REQUIRED WORK:
Put the listing into a Markdown table with the columns Row and Line. Begin at its first line, stop after the line that contains "373L436 357L418 358L419", number each row, and leave out any blank lines.

INPUT:
....

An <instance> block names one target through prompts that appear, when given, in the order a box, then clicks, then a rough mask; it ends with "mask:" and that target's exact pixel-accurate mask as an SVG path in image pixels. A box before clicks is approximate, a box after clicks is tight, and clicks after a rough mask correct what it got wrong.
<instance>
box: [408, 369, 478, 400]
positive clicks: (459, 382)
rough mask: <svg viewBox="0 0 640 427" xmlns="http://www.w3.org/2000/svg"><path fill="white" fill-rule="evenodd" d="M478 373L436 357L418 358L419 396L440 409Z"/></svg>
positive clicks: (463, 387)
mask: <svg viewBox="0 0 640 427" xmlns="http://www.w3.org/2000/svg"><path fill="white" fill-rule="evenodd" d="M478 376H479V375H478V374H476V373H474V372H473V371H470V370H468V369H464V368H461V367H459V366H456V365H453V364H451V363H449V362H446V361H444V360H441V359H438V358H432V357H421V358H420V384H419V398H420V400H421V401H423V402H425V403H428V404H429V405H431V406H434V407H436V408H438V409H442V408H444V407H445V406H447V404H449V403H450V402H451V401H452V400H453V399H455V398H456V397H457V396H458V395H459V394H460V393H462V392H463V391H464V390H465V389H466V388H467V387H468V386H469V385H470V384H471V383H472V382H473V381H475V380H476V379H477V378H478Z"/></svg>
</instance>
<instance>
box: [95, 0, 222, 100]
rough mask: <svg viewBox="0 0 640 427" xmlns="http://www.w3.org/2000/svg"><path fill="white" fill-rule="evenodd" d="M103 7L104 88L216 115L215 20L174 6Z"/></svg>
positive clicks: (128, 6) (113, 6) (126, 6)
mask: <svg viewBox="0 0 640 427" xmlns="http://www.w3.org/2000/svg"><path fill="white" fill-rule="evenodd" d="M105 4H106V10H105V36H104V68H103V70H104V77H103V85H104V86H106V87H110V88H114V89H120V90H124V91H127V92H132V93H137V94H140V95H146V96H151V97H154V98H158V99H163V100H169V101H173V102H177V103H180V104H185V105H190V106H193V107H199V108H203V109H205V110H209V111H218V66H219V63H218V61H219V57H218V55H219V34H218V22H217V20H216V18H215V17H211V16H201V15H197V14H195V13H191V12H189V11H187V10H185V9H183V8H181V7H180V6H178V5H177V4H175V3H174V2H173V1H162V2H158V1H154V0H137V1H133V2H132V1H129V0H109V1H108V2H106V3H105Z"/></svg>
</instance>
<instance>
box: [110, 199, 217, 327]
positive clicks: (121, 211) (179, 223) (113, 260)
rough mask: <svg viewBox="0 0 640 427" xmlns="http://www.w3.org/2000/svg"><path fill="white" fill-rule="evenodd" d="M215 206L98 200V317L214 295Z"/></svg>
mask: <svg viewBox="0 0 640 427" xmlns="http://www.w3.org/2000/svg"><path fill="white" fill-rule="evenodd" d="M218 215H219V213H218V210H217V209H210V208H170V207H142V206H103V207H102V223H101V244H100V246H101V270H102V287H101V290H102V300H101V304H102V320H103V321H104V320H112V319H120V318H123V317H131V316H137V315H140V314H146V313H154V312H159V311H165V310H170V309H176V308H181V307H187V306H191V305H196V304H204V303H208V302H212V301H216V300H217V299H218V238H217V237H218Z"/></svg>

....

WRITTEN RESPONSE:
| Row | Line |
|---|---|
| 1 | An <instance> block names one target through prompts that appear, when given, in the order a box, then clicks, then a rough mask; it ends with "mask:" and that target's exact pixel-accurate mask as an SVG path in image pixels. A box before clicks is approximate, a box after clicks is tight, and clicks after a rough mask correct what it got wrong. |
| 2 | <instance> |
| 3 | box: [408, 369, 478, 400] |
| 4 | positive clicks: (459, 382) |
| 5 | rough mask: <svg viewBox="0 0 640 427" xmlns="http://www.w3.org/2000/svg"><path fill="white" fill-rule="evenodd" d="M478 373L436 357L418 358L419 396L440 409Z"/></svg> |